• Tasks for this exercise
a - In the forum thread, which two drives does the poster's script monitor?
b - From the forum thread, copy out the stretch from "So I have a" through "to write this..".

Display which test in the if/else is failing


 
Thread Tools Search this Thread
Top Forums Shell Programming and Scripting Display which test in the if/else is failing
# 1  
Old 01-21-2011
Display which test in the if/else is failing

So I have a script that monitors my drives (/dev/sda and /dev/sdb) using smartctl (smartmontools). I'm by no means an expert in scripting, so this was my attempt at creating a way to email me if one of the values in smartctl output goes above a set threshold.

My question is, I'm trying to edit the "Subject" line of the email that it sends, so that I can tell which 'test' is failing. Is it temperature_celsius, etc? Is there a way to name each one and then use a variable like $failedtest in the subject line?

I'm at a loss for how to write this..
Code:
#!/bin/sh

export PATH=/ffp/bin:/ffp/sbin:$PATH
/ffp/bin/touch /ffp/tmp/smartmessage1
/ffp/bin/touch /ffp/tmp/smartmessage2
SMARTMESSAGE1=/ffp/tmp/smartmessage1
SMARTMESSAGE2=/ffp/tmp/smartmessage2
MAILMESSAGE=/ffp/tmp/mailmessage
FROMADDR=fromemail@gmail.com
SUBJECT="[ALERT!] SMART Monitoring as of [`date`]"

• Object location annotation data
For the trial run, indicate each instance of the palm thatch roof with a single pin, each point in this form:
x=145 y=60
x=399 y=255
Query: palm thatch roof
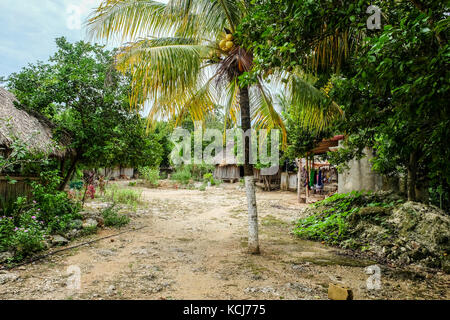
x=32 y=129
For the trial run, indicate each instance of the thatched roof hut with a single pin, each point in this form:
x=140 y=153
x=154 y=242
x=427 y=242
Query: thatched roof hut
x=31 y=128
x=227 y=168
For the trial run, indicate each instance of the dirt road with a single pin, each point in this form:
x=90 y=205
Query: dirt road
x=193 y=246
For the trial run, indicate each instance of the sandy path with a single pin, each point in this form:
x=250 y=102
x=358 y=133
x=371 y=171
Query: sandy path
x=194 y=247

==

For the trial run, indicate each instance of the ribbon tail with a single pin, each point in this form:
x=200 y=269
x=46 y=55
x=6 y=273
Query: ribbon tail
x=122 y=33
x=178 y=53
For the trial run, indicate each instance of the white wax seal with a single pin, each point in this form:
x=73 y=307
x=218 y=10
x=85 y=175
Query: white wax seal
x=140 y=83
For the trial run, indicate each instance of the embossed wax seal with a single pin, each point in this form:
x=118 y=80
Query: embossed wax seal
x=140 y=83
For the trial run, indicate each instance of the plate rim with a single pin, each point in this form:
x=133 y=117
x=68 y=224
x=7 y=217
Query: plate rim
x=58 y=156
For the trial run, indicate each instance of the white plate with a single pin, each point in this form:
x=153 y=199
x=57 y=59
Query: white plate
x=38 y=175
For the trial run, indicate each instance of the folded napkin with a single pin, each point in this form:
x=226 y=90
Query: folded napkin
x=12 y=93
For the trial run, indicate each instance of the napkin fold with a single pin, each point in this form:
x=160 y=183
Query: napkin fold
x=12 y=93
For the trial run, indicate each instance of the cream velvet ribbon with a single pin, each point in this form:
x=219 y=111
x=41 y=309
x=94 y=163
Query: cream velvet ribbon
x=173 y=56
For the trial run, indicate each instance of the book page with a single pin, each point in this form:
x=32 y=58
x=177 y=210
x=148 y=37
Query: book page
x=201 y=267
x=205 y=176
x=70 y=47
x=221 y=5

• The solutions
a - /dev/sda and /dev/sdb

b -
So I have a script that monitors my drives (/dev/sda and /dev/sdb) using smartctl (smartmontools). I'm by no means an expert in scripting, so this was my attempt at creating a way to email me if one of the values in smartctl output goes above a set threshold.

My question is, I'm trying to edit the "Subject" line of the email that it sends, so that I can tell which 'test' is failing. Is it temperature_celsius, etc? Is there a way to name each one and then use a variable like $failedtest in the subject line?

I'm at a loss for how to write this..